# Start of Source excerpt
# java moss + high light = dead moss ?



## nemesis1337 (Feb 15, 2005)

what kind of light is it? maybe not the right spectrum


----------



## kenneth_kpe (Jan 25, 2005)

these are the bulbs above the tank now
1X 18W toshiba plant bulb dunno the kelving
2X osram daylight compact fluorescent at 15 watts each (6500k)
2X osram daylight pinlight at 9 watts each (6500k) 

its a roughly 14 gallon tank  with DIY c02 injected via a cyclone reactor


----------



## Marc (Oct 13, 2004)

Weird! Java moss can usually grow under low light levels. I've had java moss grow under 13watts of light in a 20 gal.


----------



## kenneth_kpe (Jan 25, 2005)

yeah that is why i am really wondering... a low light plant like java moss will in a way die when exposed to high lighting ? is java moss sensitive to temperature too ?


----------



## GraFFix (Feb 21, 2005)

I have a 10g with 6.5wpg and my java moss grows like a weed...it grows almost to much and starts overhanging off my drifwood so much that it blocks light from my ground cover plants. It definatly likes the light its getting in my tank...the main part of my java moss is directly under my light about 3 inches under the water surface...so its definatly getting a ton of light


----------



## Marc (Oct 13, 2004)

kenneth_kpe said:


> yeah that is why i am really wondering... a low light plant like java moss will in a way die when exposed to high lighting ? is java moss sensitive to temperature too ?


Kenneth- I just noticed but you are from PI. Nice to meet you, I was born there!  

Anyways back to your problem- So we know its not the light. What are your tank conditions like? Water Parameters? Is this new moss you put in your tank? or moss that has been in there and just recently started to die? This will help us narrow down the cause.
# End of Source excerpt
**Written exercise 1**: Please repeat the java moss thread from "what kind of" to "9 watts each (6500k)", swapping "toshiba" for "philips".
**Written exercise 2**:
Answer these questions from the java moss thread.
(a) Roughly how large is kenneth_kpe's tank?
(b) What size tank did Marc have java moss growing in under 13 watts of light?
(c) About how far below the water surface is the main part of GraFFix's java moss?
# Start of Information supplied
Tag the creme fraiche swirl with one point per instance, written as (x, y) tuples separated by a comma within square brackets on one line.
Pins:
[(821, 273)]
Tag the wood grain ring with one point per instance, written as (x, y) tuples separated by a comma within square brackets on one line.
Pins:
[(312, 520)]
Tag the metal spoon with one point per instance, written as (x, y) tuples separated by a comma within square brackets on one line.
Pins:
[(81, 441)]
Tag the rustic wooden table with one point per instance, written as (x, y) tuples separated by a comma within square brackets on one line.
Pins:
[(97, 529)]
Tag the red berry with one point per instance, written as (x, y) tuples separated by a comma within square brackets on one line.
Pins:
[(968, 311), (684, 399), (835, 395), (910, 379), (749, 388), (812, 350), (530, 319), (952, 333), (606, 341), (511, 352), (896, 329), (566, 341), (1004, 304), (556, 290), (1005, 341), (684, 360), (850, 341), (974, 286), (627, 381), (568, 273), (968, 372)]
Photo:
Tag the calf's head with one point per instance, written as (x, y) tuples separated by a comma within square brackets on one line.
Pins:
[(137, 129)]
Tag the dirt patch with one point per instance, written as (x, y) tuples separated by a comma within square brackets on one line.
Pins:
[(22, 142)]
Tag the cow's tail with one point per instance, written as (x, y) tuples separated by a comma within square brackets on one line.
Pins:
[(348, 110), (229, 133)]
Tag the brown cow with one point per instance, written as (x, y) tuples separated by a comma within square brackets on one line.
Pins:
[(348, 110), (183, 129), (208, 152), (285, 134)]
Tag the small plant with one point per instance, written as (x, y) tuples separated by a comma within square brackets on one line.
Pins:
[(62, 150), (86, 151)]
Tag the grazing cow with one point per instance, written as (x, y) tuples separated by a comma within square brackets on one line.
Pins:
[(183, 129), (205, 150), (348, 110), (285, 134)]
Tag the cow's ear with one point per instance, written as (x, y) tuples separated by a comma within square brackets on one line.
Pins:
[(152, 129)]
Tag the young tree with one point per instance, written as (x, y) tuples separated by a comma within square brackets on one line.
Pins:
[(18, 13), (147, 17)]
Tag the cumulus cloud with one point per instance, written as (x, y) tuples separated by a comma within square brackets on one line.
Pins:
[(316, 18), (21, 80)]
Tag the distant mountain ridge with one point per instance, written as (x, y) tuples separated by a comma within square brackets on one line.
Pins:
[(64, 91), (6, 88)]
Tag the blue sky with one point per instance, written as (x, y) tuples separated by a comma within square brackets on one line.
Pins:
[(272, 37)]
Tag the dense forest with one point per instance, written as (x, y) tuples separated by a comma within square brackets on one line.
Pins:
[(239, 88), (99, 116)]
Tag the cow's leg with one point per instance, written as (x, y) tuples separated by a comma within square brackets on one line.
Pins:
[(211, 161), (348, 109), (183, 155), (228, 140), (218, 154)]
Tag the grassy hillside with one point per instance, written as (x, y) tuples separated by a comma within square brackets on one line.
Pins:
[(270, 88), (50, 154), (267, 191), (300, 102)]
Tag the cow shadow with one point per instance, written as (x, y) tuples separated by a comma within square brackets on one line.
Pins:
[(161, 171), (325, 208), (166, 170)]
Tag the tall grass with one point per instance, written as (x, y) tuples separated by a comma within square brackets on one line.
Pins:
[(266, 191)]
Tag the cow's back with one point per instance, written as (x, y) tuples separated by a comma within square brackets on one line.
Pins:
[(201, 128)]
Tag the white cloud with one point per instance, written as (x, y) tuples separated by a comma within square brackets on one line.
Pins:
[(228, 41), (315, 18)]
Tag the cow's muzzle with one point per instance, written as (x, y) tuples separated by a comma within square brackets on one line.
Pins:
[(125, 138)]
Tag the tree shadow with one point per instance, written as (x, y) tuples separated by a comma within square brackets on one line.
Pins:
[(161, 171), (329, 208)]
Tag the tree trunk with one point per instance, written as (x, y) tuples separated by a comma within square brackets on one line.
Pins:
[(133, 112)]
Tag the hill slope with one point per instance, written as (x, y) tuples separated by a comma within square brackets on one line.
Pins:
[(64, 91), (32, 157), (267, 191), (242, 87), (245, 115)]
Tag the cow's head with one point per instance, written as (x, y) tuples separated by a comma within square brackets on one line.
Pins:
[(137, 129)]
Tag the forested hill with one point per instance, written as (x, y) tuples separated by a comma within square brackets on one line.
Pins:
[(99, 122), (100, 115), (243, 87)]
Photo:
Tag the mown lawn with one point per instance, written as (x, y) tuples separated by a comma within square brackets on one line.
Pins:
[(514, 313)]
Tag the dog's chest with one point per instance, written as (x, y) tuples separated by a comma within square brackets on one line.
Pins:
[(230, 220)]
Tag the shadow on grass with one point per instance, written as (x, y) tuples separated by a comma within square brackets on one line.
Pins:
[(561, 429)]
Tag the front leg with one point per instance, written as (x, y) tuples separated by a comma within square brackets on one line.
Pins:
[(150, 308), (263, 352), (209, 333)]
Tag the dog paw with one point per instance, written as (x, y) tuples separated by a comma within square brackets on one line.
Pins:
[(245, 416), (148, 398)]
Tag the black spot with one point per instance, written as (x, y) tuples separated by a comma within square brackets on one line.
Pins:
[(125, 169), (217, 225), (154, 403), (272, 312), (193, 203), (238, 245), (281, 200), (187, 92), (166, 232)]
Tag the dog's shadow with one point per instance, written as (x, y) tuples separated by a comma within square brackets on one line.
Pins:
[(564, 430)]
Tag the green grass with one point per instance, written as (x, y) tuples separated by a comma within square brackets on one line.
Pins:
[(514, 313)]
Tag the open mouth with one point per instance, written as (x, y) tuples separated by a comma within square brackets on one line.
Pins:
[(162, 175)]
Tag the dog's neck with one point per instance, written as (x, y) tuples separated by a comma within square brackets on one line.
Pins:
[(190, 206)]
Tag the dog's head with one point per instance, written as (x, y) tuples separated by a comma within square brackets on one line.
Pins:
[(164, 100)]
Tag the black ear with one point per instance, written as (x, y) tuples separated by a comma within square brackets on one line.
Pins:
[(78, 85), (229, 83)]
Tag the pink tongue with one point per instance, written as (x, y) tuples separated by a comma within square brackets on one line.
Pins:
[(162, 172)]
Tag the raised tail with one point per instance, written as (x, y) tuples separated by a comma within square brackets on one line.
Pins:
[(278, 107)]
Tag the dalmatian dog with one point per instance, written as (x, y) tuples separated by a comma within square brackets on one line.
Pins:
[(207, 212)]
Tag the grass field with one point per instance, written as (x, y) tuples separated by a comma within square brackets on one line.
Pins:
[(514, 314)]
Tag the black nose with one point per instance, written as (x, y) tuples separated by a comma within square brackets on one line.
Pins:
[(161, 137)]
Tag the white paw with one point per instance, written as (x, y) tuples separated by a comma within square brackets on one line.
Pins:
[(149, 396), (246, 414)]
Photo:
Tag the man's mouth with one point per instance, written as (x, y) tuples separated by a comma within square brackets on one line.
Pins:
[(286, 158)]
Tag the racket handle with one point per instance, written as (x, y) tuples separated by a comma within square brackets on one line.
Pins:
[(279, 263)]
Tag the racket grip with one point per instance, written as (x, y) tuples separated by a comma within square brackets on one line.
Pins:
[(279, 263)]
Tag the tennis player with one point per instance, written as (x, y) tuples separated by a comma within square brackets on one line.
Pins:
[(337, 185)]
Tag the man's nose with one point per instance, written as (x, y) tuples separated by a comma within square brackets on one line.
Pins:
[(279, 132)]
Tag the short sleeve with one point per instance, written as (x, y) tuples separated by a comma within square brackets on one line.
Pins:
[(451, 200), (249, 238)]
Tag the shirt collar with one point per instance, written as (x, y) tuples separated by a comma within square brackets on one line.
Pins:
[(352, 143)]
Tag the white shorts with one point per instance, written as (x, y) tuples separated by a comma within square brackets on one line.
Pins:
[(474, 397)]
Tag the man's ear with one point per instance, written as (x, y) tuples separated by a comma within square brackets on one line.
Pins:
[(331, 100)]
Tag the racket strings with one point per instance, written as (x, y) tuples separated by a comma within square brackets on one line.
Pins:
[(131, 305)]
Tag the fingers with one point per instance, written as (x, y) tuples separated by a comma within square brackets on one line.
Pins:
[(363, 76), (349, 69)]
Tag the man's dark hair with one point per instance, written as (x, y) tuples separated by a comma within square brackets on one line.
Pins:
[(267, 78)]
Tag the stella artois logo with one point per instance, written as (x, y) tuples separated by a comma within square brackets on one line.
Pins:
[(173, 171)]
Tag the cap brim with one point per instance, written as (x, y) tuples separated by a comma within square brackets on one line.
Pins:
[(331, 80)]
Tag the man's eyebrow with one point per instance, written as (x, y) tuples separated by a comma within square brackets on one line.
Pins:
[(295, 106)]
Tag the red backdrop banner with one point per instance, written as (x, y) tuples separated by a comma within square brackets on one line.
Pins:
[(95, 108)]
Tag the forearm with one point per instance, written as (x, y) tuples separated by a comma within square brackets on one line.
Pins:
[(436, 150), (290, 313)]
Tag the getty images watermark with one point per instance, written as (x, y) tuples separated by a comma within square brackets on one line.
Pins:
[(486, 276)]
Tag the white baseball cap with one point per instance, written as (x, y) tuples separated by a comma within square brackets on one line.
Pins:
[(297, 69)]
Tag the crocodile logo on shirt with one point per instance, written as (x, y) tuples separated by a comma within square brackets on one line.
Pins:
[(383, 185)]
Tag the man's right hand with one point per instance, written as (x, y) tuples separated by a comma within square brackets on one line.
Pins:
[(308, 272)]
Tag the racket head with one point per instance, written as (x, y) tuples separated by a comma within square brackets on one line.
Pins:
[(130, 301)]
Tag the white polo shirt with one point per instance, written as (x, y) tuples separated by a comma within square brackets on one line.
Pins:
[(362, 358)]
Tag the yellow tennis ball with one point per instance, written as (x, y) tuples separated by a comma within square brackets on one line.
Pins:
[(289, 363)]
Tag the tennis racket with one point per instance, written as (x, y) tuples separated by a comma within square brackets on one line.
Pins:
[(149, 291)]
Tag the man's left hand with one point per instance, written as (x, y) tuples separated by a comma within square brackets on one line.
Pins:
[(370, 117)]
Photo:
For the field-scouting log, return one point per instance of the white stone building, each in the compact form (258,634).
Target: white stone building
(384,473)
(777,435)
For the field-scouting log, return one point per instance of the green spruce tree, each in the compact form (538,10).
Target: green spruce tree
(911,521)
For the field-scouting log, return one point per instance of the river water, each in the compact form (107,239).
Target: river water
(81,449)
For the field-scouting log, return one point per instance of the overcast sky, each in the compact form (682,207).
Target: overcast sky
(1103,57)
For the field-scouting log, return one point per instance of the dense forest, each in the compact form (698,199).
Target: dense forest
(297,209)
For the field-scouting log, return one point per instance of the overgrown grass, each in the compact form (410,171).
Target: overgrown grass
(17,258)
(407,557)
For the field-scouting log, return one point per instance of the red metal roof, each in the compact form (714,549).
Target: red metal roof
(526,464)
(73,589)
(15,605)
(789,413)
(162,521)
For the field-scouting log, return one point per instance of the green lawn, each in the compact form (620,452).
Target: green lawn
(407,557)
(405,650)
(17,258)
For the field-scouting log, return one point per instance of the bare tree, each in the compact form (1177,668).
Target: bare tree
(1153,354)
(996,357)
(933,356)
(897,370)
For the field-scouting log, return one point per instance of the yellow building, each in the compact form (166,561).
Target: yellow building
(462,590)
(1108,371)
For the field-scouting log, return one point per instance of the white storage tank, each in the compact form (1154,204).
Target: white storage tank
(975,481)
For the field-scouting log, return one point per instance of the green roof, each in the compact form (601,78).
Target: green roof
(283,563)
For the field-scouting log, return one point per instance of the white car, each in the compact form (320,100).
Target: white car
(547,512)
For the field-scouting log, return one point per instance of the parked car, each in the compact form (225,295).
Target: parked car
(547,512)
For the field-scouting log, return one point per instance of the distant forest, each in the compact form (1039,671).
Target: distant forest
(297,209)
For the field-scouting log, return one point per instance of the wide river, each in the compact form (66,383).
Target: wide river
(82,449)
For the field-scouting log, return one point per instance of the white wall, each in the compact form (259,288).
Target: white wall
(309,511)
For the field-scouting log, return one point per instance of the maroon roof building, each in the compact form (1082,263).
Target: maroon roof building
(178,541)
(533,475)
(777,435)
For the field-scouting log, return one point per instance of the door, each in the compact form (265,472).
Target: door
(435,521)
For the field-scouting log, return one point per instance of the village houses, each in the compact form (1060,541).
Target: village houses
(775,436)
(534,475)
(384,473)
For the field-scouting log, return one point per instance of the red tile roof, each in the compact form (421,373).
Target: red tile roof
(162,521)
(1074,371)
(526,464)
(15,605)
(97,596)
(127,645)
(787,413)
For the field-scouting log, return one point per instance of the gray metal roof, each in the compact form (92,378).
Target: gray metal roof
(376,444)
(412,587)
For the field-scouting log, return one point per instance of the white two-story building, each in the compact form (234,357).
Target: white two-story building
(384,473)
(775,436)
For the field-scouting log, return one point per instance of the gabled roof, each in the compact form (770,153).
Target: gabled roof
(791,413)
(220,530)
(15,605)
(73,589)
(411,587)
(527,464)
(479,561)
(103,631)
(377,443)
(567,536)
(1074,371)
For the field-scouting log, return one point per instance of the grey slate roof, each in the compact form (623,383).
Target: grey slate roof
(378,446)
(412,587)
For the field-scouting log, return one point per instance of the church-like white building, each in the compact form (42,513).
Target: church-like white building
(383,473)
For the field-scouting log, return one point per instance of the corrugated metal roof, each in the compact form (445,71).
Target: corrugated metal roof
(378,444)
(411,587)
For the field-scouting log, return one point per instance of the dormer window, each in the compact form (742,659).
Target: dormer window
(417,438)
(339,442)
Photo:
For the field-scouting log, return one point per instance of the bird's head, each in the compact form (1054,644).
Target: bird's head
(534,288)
# End of Information supplied
**Full answer 1**:
what kind of light is it? maybe not the right spectrum


----------



## kenneth_kpe (Jan 25, 2005)

these are the bulbs above the tank now
1X 18W philips plant bulb dunno the kelving
2X osram daylight compact fluorescent at 15 watts each (6500k)
2X osram daylight pinlight at 9 watts each (6500k)

**Full answer 2**:
(a) Roughly 14 gallons.
(b) A 20 gallon tank.
(c) About 3 inches.